[Point localization data]
--
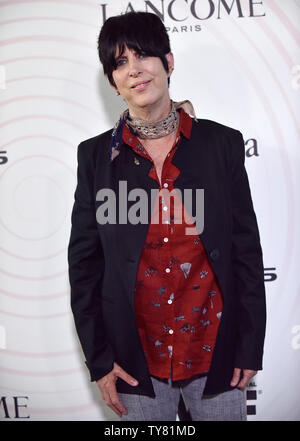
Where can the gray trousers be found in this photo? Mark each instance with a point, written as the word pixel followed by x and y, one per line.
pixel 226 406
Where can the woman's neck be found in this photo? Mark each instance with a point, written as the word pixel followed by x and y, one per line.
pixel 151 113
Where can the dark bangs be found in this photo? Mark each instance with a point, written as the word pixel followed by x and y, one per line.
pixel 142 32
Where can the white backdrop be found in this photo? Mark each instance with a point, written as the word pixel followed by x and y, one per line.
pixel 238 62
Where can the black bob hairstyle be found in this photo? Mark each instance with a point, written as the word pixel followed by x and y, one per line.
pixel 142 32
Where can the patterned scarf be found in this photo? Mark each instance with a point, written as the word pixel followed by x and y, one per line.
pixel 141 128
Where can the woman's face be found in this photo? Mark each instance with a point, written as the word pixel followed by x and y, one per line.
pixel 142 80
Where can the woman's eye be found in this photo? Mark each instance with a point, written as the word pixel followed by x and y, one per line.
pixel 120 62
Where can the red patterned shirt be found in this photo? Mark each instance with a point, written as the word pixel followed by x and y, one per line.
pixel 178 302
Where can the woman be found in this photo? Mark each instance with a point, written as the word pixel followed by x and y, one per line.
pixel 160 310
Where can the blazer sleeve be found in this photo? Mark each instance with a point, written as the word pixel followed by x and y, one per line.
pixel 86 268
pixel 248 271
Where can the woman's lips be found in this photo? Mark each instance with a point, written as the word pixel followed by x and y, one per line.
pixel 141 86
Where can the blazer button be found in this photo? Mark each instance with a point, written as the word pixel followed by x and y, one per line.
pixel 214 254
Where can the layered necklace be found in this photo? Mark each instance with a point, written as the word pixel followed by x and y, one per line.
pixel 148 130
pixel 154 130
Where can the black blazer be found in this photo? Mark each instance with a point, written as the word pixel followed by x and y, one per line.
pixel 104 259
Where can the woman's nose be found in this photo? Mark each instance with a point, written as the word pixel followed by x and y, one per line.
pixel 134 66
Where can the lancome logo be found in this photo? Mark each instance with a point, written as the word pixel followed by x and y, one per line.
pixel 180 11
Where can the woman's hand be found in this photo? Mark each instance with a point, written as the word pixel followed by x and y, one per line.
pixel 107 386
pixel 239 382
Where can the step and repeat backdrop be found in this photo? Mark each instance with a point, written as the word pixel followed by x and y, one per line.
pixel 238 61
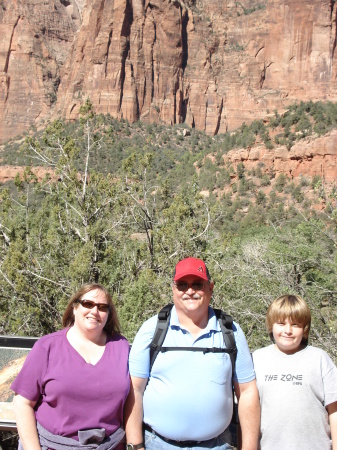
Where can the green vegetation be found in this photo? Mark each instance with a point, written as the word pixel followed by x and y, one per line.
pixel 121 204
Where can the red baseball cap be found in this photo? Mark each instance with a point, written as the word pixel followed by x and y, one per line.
--
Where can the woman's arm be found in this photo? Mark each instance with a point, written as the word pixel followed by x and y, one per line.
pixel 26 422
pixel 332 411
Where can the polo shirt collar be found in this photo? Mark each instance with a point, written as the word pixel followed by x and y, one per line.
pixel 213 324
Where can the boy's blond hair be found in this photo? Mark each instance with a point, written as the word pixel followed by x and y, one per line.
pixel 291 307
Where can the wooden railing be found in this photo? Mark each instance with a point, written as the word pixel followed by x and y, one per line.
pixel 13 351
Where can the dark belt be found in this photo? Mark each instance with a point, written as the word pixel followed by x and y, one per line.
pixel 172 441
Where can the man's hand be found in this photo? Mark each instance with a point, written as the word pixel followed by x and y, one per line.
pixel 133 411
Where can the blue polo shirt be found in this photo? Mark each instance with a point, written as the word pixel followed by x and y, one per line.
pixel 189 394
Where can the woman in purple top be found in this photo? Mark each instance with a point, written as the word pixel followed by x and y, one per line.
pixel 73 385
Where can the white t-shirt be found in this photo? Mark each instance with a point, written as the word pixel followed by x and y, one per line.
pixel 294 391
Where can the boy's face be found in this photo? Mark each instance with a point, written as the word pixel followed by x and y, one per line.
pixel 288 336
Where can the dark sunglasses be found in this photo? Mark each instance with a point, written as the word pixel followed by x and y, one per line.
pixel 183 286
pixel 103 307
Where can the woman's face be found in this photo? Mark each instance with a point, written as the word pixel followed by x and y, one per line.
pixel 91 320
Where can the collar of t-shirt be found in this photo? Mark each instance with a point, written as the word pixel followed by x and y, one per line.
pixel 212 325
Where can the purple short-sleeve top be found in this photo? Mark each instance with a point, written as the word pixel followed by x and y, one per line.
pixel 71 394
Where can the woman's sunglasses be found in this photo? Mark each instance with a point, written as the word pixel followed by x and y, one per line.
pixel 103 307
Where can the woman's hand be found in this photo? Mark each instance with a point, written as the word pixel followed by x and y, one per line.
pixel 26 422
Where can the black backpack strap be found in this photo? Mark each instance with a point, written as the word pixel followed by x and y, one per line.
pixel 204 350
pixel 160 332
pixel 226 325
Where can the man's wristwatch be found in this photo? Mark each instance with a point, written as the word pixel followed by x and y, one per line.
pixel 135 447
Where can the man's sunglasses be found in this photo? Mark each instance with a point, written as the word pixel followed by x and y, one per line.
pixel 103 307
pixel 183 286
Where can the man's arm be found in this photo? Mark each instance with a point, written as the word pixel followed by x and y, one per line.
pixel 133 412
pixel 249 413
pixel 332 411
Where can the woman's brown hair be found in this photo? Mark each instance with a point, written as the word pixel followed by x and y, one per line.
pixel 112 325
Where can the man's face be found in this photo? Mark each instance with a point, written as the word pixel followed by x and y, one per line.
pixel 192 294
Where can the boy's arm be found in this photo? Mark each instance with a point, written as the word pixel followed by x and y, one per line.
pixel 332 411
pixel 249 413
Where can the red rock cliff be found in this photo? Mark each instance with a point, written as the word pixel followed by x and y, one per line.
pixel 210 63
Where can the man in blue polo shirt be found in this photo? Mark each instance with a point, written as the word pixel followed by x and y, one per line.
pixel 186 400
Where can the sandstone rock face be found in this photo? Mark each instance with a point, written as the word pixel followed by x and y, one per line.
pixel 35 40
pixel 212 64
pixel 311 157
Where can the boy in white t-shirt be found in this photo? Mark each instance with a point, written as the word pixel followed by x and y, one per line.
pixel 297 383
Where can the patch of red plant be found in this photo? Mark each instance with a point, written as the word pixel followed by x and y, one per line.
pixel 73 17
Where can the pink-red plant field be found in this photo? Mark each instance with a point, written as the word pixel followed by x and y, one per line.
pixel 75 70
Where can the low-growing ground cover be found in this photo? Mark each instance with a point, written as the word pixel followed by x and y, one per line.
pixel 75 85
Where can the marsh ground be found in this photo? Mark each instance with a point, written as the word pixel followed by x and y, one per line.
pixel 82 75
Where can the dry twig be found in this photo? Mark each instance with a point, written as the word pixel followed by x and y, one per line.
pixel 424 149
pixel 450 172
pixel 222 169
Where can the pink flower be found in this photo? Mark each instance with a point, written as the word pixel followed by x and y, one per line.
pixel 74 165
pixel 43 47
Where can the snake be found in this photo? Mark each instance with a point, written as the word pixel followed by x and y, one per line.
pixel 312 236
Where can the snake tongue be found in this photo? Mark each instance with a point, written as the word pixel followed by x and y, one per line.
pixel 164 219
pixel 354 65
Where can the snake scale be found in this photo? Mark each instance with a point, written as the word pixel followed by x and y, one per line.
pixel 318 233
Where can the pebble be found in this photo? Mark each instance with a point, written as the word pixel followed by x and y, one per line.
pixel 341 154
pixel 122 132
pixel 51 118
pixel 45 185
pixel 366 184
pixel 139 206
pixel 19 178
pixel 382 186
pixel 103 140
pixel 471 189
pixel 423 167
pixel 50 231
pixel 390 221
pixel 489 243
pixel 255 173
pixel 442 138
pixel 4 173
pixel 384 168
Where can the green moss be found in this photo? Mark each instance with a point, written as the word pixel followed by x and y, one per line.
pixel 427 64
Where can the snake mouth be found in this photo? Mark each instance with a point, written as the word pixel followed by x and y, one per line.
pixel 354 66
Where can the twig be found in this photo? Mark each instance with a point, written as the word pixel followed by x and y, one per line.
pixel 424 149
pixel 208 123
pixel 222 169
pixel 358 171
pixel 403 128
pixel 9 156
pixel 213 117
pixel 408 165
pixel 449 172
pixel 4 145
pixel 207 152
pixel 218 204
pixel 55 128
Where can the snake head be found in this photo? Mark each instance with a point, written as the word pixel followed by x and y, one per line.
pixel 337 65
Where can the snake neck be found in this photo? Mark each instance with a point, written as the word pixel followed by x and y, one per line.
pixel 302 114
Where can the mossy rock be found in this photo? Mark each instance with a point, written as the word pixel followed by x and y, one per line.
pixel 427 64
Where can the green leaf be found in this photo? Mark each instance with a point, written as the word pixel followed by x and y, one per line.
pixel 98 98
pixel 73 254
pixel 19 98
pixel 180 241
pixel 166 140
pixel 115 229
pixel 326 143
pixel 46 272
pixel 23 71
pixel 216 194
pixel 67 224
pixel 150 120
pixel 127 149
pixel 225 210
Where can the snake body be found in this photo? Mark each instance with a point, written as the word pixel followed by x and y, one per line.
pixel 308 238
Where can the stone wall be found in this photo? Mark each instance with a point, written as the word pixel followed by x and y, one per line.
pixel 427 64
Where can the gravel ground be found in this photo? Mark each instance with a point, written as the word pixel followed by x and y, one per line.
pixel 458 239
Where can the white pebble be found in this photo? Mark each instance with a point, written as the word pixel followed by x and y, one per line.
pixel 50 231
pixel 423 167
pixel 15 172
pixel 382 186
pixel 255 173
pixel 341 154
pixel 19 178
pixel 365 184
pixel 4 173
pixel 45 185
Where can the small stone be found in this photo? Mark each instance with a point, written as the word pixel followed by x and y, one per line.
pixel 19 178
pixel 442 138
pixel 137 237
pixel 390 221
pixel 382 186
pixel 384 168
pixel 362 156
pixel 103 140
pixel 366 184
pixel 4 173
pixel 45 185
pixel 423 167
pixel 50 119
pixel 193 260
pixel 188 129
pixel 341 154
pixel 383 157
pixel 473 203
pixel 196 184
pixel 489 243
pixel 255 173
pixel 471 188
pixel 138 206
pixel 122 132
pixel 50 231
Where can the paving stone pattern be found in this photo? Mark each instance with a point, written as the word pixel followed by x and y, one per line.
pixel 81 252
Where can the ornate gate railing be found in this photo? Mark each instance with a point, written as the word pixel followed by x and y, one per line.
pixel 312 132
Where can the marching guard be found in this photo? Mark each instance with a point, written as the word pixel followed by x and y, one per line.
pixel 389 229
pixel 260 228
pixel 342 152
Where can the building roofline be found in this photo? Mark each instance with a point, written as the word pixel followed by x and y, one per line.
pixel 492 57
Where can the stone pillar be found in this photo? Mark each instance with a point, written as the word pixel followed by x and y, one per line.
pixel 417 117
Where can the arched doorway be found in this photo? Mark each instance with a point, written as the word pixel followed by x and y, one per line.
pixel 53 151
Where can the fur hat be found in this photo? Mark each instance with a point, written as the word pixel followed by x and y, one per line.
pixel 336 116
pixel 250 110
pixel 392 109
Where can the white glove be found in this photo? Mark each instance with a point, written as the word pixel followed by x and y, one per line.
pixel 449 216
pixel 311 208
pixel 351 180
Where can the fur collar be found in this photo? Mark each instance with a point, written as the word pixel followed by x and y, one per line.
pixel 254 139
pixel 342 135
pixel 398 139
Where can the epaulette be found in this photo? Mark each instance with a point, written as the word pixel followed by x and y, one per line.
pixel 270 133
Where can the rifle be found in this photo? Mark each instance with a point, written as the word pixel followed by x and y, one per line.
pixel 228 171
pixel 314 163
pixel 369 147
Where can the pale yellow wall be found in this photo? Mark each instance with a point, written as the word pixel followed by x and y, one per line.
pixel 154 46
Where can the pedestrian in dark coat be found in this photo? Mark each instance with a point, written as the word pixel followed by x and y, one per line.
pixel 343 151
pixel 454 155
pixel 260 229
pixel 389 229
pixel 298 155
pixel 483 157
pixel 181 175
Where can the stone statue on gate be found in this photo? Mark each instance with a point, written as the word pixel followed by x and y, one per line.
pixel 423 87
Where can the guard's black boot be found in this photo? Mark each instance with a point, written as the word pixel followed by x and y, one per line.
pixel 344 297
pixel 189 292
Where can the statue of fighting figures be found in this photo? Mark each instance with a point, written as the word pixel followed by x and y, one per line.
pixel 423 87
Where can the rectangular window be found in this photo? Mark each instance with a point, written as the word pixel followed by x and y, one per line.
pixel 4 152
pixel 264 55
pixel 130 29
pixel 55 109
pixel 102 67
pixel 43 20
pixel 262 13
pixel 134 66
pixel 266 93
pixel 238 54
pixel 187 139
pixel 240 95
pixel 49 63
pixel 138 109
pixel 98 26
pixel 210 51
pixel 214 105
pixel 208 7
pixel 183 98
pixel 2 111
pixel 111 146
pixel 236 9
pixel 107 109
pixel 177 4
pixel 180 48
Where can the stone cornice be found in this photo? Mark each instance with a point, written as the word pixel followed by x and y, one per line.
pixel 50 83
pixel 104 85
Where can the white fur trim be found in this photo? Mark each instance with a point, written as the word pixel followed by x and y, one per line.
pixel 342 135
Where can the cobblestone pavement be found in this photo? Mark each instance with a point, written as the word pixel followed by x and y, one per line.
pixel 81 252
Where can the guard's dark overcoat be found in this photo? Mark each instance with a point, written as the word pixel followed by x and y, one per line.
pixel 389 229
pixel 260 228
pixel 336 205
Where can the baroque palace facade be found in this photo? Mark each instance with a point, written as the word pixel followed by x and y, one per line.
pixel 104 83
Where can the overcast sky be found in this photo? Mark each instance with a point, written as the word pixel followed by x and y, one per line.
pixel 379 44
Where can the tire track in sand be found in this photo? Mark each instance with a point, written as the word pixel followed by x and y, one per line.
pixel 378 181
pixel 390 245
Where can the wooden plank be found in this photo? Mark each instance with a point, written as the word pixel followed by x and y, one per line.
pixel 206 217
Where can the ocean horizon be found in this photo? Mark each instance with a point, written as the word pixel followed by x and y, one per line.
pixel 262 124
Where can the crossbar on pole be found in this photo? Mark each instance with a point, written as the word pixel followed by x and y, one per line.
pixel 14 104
--
### [YOUR GOAL]
Look back at the data above, then output exactly the lines from the line holding "Where can the step" up to and including the line holding "Where can the red baseball". Leave out the pictures.

### [WRITTEN ANSWER]
Where can the step and repeat backdrop be found in this photo? Mark each instance with a point, written as the word pixel followed by x and y, one per line.
pixel 238 61
Where can the green vegetation be found in this photo? Mark each instance with a point, written as the word pixel followed by x and y, one per line.
pixel 121 204
Where can the red baseball cap be found in this photo? Mark each instance with a point, written as the word pixel followed by x and y, one per line.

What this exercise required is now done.